GIVEN INSTRUCTION 1
Please restate the stretch of the C++ char array passage from "For both declarations." through "<cstring> // for strcpy()", substituting "manually" for "dynamically".

--- SELECTED TEXT ---

I want to create a char array in a function from a string I have passed in.

bool foo(string s1, string s2) {
    char s1_char_array[] = s1;
    char s2_char_array[] = s2;
}

But I am met with

 "Initialization with '{...}' expected for aggregate object."

For both declarations.

I've tried a lot of work arounds but they all have errors of their own. Learning C++ and every tutorial I find has the value hardcoded. How to make this work?

You can dynamically allocate arrays and copy data from the strings there.

#include <string>
#include <cstring> // for strcpy()
#include <algorithm> // for std::copy()
using std::string;

bool foo(string s1, string s2) {
    // allocate arrays (+1 for terminating null-characters)
    char* s1_char_array = new char[s1.size() + 1];
    char* s2_char_array = new char[s2.size() + 1];
    // copy data to arrays
#if 0
    // if the strings are guaranteed not to contain '\0'
    strcpy(s1_char_array, s1.c_str());
    strcpy(s2_char_array, s2.c_str());
#else
    // if the strings may contain '\0'
    std::copy(s1.begin(), s1.end(), s1_char_array);
    std::copy(s2.begin(), s2.end(), s2_char_array);
    s1_char_array[s1.size()] = '\0';
    s2_char_array[s2.size()] = '\0';
#endif
    
    // do things with the arrays

    // deallocate the arrays
    delete[] s1_char_array;
    delete[] s2_char_array;
    // return something
    return false;
}

The bad news is that there is no way to create an array variable from a std::string in general because std::string can represent strings of any size (very large practial limits exist but you'll run out of memory first on 64 bit systems) and that size is dynamic ie determined at run time. By contrast, the size of an array must be known at compile time at which time the size of the string is still unknown.

---

GIVEN INSTRUCTION 2
Filter the rows, keeping each line that contains the string "cucumber". Matching is case-sensitive.

--- THE RECORDS ---

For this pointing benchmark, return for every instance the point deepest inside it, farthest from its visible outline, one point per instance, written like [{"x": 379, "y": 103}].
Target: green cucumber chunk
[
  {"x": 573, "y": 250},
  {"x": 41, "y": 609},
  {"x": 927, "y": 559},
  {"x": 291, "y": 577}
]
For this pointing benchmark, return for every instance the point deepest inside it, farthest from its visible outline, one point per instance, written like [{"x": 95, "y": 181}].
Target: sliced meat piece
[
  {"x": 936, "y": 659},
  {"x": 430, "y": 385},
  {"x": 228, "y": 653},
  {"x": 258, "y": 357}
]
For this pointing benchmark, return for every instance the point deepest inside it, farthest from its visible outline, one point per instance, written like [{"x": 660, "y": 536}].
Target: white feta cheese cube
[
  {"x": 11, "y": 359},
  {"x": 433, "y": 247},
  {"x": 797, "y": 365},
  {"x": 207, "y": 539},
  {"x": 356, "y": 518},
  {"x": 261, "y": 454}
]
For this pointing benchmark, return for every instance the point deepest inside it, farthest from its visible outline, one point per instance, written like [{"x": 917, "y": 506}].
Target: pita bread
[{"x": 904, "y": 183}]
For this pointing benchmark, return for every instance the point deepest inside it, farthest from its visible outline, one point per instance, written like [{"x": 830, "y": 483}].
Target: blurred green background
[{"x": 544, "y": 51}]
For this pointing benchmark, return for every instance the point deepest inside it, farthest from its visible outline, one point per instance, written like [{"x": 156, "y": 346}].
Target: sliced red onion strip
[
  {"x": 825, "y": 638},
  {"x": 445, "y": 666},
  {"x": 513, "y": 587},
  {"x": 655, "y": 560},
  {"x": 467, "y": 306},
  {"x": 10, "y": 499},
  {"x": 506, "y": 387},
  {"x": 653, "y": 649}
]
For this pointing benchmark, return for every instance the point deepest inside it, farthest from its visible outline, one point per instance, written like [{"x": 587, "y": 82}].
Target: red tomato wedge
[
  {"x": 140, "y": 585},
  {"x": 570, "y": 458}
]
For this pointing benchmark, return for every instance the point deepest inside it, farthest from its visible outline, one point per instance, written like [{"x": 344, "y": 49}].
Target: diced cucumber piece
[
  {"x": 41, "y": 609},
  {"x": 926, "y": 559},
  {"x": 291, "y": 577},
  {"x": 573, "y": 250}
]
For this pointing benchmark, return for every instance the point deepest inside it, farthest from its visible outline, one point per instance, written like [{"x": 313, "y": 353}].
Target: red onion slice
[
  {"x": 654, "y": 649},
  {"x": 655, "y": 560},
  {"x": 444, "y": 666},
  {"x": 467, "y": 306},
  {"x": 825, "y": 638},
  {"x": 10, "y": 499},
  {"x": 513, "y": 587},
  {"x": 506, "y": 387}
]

---

TASK OUTPUT 1
For both declarations.

I've tried a lot of work arounds but they all have errors of their own. Learning C++ and every tutorial I find has the value hardcoded. How to make this work?

You can manually allocate arrays and copy data from the strings there.

#include <string>
#include <cstring> // for strcpy()

TASK OUTPUT 2
Target: green cucumber chunk
Target: diced cucumber piece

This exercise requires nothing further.